## Aufgaben
1. Prüf für jede Aussage, ob sie zum Trainingseintrag unten passt: (a) Die drei wollten sich um acht Uhr morgens zum Radfahren treffen. (b) Udo soll 45 Minuten fahren. (c) Udo gibt auf der Fahrt das Tempo vor. Antworte jeweils mit Ja oder Nein und zitiere die Worte aus dem Eintrag, auf die es ankommt.
2. Was ist im Trainingseintrag unten als Soll für diesen Freitag angegeben?
3. Schreib den Trainingseintrag über die Radausfahrt unten weiter, und zwar ab seinem letzten Satz.

## Lesetext

____________________

Freitag, 11.10.2019 – nervös?

Freitag, 11.10.2019 – nervös?

Soll: Vorbelastung Rad 45 Minuten

Ist: Gestern abend hatte ich mich noch mit Udo und Thomas für heute früh um acht Uhr zum Radfahren verabredet. Udo will 20km fahren, ich soll 45 Minuten fahren und Thomas soll vermutlich einfach nur sauschnell fahren – jedenfalls kam es dann so.
Wir fahren also auf den Highway und fahren Richtung Flughafen. Eigentlich hatte ich ja gedacht, dass das ne gemütliche Ausfahrt wird, aber mein Blick auf den Tacho zeigt Geschwindigkeiten jenseits der 40km/h und Leistungswerte jenseits der 280 Watt an. Und da ist Thomas derjenige, der das Tempo macht.

____________________

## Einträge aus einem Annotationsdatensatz
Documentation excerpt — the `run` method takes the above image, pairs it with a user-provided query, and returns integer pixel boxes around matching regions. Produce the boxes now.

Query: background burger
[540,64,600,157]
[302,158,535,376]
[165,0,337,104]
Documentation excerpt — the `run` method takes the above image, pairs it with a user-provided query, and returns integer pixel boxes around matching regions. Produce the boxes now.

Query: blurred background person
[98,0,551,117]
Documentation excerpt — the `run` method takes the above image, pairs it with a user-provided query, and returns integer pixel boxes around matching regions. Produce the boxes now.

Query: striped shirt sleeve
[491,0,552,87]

____________________

## Antworten pro Aufgabe
1.
(a) Ja: „für heute früh um acht Uhr zum Radfahren verabredet“
(b) Nein: „Udo will 20km fahren, ich soll 45 Minuten fahren“
(c) Nein: „Und da ist Thomas derjenige, der das Tempo macht.“

2. Vorbelastung Rad 45 Minuten

3.
Irgendwann meint dann auch er, dass wir weit genug gefahren sind und so machen wir noch ein Gruppenfoto von uns in der Lavawüste.

Zwei durchtrainierte Typen – und ich…

Meine Hoffnung, dass es auf dem Rückweg etwas gemütlicher zugehen könnte, ersticken schon nach wenigen Metern. Ich werfe meinen letzten sportlichen Stolz über Bord und hänge mich in Thomas‘ Windschatten, als nach wenigen Kilometern erst ein komisches Pfeifgeräusch und dann ein Rattern vom Hinterrad klar macht, dass sich gerade sämtliche Luft aus meinem erst gestern erstandenen Conti Gator Skin verflüchtigt hat.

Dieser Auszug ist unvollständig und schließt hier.